People are behind costly, increasing risk of wildfire to millions of
homes
Date:
September 10, 2020
Source:
University of Colorado at Boulder
Summary:
People are starting almost all the wildfires that threaten
US homes, according to an innovative new analysis combining
housing and wildfire data. Through activities like debris burning,
equipment use and arson, humans were responsible for igniting 97%
of home-threatening wildfires, researchers report.
FULL STORY ========================================================================== People are starting almost all the wildfires that threaten U.S. homes, according to an innovative new analysis combining housing and wildfire
data.
Through activities like debris burning, equipment use and arson,
humans were responsible for igniting 97% of home-threatening wildfires,
a University of Colorado Boulder-led team reported this week in the
journal Fire.
========================================================================== Moreover, one million homes sat within the boundaries of wildfires in the
last 24 years, the team found. That's five times previous estimates, which
did not consider the damage done and threatened by small fires. Nearly 59 million more homes in the wildland-urban interface lay within a kilometer
of fires.
▬▬▬▬▬▬
→ Work to do
a) Please sum up the wildfire article in two sentences.
b) Carry the wildfire article forward from its last sentence.
The rows aren't needed for any of this.

→ Extracted material
▬▬▬▬▬▬
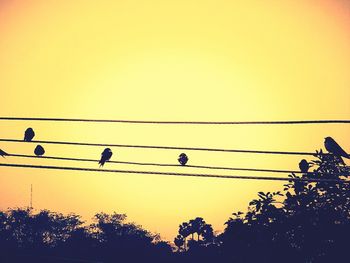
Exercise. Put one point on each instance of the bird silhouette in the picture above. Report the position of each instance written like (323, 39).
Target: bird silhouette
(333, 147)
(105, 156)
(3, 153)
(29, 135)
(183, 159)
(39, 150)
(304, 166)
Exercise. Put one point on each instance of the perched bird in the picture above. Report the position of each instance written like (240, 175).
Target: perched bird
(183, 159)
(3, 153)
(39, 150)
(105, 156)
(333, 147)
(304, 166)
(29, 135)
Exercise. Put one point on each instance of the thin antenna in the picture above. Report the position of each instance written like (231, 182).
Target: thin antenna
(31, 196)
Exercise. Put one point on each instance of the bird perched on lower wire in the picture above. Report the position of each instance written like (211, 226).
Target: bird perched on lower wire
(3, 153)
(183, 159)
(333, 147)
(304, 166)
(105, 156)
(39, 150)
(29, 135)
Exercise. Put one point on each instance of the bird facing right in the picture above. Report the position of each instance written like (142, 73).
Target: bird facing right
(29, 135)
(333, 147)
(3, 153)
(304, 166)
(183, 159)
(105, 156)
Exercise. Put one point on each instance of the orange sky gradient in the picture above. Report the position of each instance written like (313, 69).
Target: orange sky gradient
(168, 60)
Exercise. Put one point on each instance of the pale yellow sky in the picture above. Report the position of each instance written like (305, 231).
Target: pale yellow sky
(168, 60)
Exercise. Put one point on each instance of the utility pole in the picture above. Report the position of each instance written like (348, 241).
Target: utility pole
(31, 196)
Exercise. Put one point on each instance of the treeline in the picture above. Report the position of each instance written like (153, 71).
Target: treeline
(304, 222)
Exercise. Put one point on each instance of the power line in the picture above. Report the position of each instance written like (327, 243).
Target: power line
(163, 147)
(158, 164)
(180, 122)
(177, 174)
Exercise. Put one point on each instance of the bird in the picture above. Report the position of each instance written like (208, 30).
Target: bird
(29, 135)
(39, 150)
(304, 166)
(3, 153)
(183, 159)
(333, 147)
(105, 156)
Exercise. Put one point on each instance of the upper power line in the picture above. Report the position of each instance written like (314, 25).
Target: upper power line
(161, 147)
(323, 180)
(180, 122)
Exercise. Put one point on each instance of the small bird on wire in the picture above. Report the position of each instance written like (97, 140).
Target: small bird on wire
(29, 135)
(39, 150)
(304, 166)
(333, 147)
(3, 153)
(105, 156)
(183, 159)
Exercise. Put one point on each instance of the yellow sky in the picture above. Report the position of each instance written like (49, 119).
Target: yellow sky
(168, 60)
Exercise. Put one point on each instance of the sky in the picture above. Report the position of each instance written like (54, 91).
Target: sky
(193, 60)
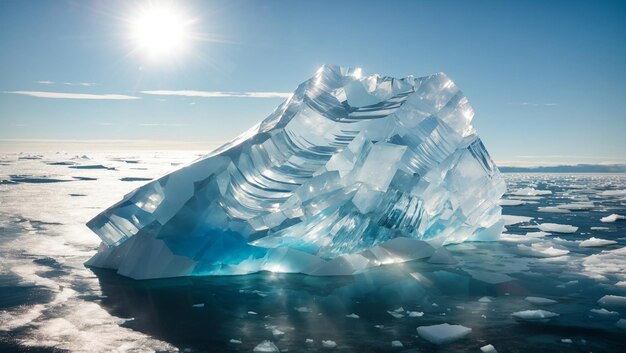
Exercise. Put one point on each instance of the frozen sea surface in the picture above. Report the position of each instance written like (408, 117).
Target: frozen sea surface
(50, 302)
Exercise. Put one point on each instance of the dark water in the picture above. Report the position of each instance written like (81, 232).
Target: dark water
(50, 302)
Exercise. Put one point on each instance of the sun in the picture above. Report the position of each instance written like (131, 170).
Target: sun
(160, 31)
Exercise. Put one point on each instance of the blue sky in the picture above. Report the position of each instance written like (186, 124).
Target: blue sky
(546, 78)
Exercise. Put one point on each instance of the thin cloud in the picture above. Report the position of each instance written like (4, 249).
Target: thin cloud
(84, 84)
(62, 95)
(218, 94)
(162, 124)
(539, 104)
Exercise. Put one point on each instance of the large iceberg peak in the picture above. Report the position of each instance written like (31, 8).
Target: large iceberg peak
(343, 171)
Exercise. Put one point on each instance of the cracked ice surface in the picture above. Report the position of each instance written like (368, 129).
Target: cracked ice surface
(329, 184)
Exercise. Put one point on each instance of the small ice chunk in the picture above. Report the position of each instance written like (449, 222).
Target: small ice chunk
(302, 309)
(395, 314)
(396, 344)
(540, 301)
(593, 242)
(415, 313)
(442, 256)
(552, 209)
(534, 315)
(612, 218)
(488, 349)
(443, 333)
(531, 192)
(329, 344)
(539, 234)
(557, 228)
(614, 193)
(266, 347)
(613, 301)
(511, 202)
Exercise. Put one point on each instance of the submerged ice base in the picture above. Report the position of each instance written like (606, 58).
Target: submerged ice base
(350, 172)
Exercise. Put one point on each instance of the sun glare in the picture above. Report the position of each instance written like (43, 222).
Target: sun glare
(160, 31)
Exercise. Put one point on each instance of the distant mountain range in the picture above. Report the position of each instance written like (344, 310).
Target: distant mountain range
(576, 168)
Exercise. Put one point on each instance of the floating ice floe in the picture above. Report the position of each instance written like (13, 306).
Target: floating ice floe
▬▬▬▬▬▬
→ Replies
a) A University of Colorado Boulder-led analysis combining housing and wildfire data found that humans ignited 97% of the wildfires threatening U.S. homes, through activities such as debris burning, equipment use and arson. The team also found that one million homes sat within wildfire boundaries over the last 24 years, five times previous estimates, and that nearly 59 million more homes in the wildland-urban interface lay within a kilometer of fires.

b)
"We have vastly underestimated the wildfire risk to our homes," said
lead author Nathan Mietkiewicz, who led the research as a postdoc in
Earth Lab, part of CIRES at the University of Colorado Boulder. "We've
been living with wildfire risk that we haven't fully understood."
To better understand wildfire trends in the United States, Mietkiewicz,
now an analyst at the National Ecological Observatory Network, and his colleagues dug into 1.6 million government spatial records of wildfire
ignition between 1992 and 2015; Earth Lab's own compilation of 120,000
incident reports; and 200 million housing records from a real estate
database from Zillow.
Among their findings:
* Humans caused 97% of all wildfires in the wildland-urban interface,
85%
of all wildfires in "very-low-density housing" areas, and 59%
of all wildfires in wildlands between 1992 and 2015.
* Human-started wildfires are expensive, eating up about one-third
of all
firefighting costs.
* Overall, about half of fire suppression costs were related to
protecting
houses in all locations: the wildland-urban interface, low-density
housing areas, and elsewhere.
* Most human-caused wildfires were relatively small (<4 km2) but were
responsible for most homes threatened (92%).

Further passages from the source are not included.